Records of labeled points -
● ● ● ● ● ● ●

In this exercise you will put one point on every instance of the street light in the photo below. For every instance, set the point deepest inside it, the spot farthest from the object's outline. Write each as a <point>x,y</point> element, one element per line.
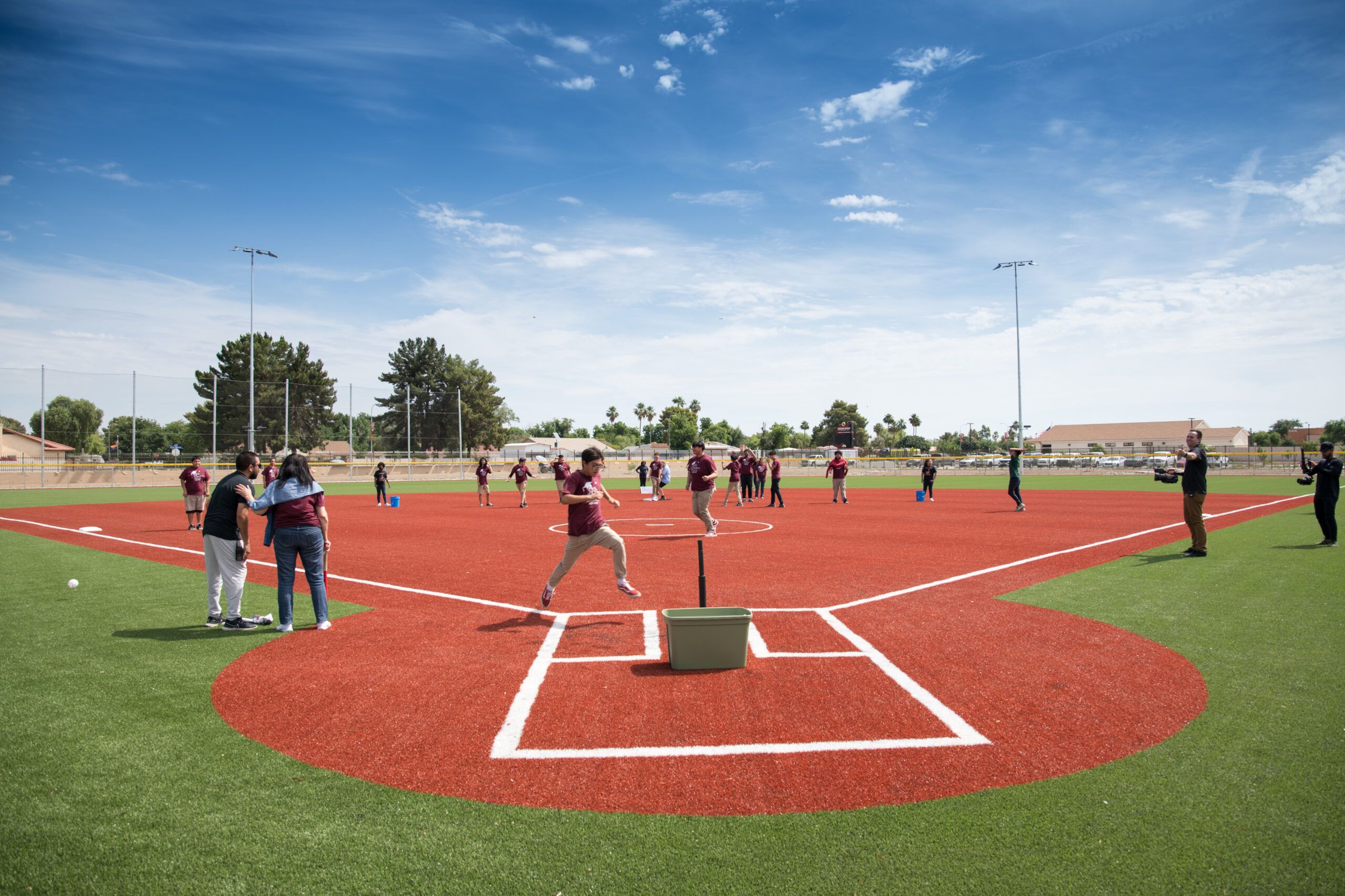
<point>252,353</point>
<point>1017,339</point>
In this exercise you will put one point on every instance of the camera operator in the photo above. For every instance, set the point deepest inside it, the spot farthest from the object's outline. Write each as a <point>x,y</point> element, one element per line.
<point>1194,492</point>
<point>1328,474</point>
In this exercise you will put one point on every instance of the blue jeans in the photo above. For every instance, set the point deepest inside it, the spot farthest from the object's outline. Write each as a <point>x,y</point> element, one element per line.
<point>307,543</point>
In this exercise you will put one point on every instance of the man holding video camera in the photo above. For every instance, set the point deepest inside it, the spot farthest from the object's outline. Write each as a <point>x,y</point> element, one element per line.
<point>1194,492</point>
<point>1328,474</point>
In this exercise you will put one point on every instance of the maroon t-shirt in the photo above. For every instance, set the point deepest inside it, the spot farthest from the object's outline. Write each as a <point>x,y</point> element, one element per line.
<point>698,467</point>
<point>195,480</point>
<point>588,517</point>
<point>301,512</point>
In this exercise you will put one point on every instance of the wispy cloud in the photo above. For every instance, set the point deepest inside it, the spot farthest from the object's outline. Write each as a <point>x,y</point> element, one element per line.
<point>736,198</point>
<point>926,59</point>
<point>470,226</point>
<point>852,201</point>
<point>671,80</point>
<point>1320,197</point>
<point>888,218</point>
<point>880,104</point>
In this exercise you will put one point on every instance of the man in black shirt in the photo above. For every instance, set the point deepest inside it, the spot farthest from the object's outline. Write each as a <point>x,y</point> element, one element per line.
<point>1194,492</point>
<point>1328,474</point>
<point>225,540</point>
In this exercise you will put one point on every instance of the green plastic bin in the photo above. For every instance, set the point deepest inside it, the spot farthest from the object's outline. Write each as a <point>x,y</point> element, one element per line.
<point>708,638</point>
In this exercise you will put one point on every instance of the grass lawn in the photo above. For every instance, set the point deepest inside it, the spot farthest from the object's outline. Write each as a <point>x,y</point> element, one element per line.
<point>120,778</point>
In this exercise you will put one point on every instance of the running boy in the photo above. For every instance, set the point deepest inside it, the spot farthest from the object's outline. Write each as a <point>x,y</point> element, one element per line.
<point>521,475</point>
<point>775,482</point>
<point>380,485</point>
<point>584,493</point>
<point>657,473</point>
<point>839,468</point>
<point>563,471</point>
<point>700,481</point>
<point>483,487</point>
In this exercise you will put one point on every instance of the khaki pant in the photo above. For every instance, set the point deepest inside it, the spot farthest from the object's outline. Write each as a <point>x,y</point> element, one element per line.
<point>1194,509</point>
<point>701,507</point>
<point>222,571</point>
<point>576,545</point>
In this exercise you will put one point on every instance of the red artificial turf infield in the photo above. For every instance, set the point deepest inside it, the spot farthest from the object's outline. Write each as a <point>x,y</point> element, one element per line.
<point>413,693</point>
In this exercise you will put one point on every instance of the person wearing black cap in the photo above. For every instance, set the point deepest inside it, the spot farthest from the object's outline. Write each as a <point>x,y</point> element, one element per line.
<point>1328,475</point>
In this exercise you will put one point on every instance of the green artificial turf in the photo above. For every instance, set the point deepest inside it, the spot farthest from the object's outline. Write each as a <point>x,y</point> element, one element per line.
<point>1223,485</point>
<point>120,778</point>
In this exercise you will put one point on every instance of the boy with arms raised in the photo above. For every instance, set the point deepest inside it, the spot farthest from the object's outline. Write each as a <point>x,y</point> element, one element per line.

● ● ● ● ● ● ●

Aim - Do not include the images; transcribe the rest of the listing exactly.

Solution for this task -
In this exercise you will put one point on every instance of the street light in the photo below. For every instance, set the point deepest inside it, the spot farthest from the object's outline. Write each as a <point>x,y</point> element, one element per line.
<point>252,353</point>
<point>1017,339</point>
In this exercise you will put one point on every instance of the camera operator in the photo above. For every instance, set the point deepest inside it, the spot farthest from the object's outline. Write each as a <point>x,y</point> element, one element per line.
<point>1194,492</point>
<point>1328,474</point>
In this exercise you will put one point on every instance of the blue jeans in the photo above. For every instance, set the point deepest inside it, the spot farthest from the object's outline. Write each as a <point>x,y</point> element, one element per line.
<point>307,543</point>
In this exercise you will put one point on every instance of the man holding video camera in the photo above. For every instance, set the point deepest inside it, the spot farthest from the object's outline. Write each as a <point>x,y</point> element, one element per line.
<point>1194,492</point>
<point>1328,474</point>
In this exercise you will put one point on every instance of the maroon t-shirt in the photo above. For every instance, set the point deepest inside it, the spot farthest from the object's outline. Write each as a <point>x,y</point> element, one element per line.
<point>698,467</point>
<point>195,480</point>
<point>588,517</point>
<point>301,512</point>
In this exercise you will put one point on every instance of the wispy cloud in the photo above. For every instance, set the point deepest inside it, the spot farthest from the object's outline. Write each as a <point>x,y</point> element, one element per line.
<point>736,198</point>
<point>926,59</point>
<point>470,226</point>
<point>852,201</point>
<point>671,80</point>
<point>1320,197</point>
<point>888,218</point>
<point>880,104</point>
In this exercise you will put one point on every instance of the man in black shirt in the photo above. For every instance, set the point deepest inside it, the spot farthest from the object's outline. Write each as a <point>x,y</point> element, one element per line.
<point>1194,492</point>
<point>1328,474</point>
<point>225,540</point>
In this exercise you will put one point on every instance of the green plastic bin in the photo above. For every instance, set the point deepest inside it, the spot farthest from the object's outline. Write each as a <point>x,y</point> element, one element per line.
<point>708,638</point>
In this exercise you will put one point on every instance of the grass lawn in the photo above. For every instance, set the point deepest inside it, the spot farthest from the object's outline. Write each as a <point>x,y</point> element, one element per line.
<point>120,778</point>
In this exercise you will put one point on every instance of the running boy in the photo above. For every instance, set the point deepest inside it, the spot farthest from the object's outline. Write each as a <point>x,y</point> element, one element per line.
<point>521,475</point>
<point>775,482</point>
<point>380,485</point>
<point>584,493</point>
<point>657,473</point>
<point>839,468</point>
<point>563,471</point>
<point>700,481</point>
<point>483,487</point>
In this exercise you will put one point on every instance of the khaki pant in the photo above. For every instance, set the point deepest inside it, the spot farthest from the object's outline. Write each as a <point>x,y</point> element, one element per line.
<point>1194,509</point>
<point>701,507</point>
<point>222,571</point>
<point>576,545</point>
In this exercise you will put one point on every instance of the red artificial turf infield in the photo above. For every instance, set the point deepest inside it, the spot farthest from the object's outline. Write each as a <point>x,y</point> element, one element per line.
<point>413,693</point>
In this exercise you will put one point on every instance of the person wearing black cap in the photo above. For every instance, set the point deepest inside it, the spot farthest from the object's outline. Write each as a <point>x,y</point> element, one element per line.
<point>1328,475</point>
In this exercise you will put one point on every instance of the green artificial turf in the photo above. For every instance, set the point deepest inside it, the spot farthest from the object's outline. Write each as a <point>x,y</point> element, one element per line.
<point>1223,485</point>
<point>120,778</point>
In this exercise you will put one point on every instance of the boy with arms raised in the photo above. For every instance, set the point deepest inside it, the spot farthest from the object's outline. Write each as a <point>x,y</point> element, one element per line.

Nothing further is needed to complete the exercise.